*Fragmento del documento*
+--

Tribuna

Juan ramón medina precioso

Catedrático de Genética

Ratzinger y las ciencias naturales

Ratzinger y las ciencias naturales Ratzinger y las ciencias naturales

Ratzinger y las ciencias naturales / rosell

Como aprendiz de genetista he aprendido a depositar bastante confianza en las ciencias naturales. Nos proporcionan teorías racionales que relacionan muchos hechos aparentemente inconexos. Para otra escuela de pensadores lo decisivo no son las explicaciones, sino las predicciones. Corroborarían las teorías si se cumpliesen y nos obligarían a modificarlas, e incluso sustituirlas, si chocasen con los resultados de las observaciones y experimentos pertinentes.

+--

*Material proporcionado*
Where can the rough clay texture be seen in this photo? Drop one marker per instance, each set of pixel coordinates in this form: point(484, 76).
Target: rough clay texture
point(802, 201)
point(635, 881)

+--

*Tarea asignada*
Reproduce sin ningún cambio el artículo sobre Ratzinger y las ciencias naturales, desde "Como aprendiz de" hasta "y experimentos pertinentes.".

*El resultado*
Como aprendiz de genetista he aprendido a depositar bastante confianza en las ciencias naturales. Nos proporcionan teorías racionales que relacionan muchos hechos aparentemente inconexos. Para otra escuela de pensadores lo decisivo no son las explicaciones, sino las predicciones. Corroborarían las teorías si se cumpliesen y nos obligarían a modificarlas, e incluso sustituirlas, si chocasen con los resultados de las observaciones y experimentos pertinentes.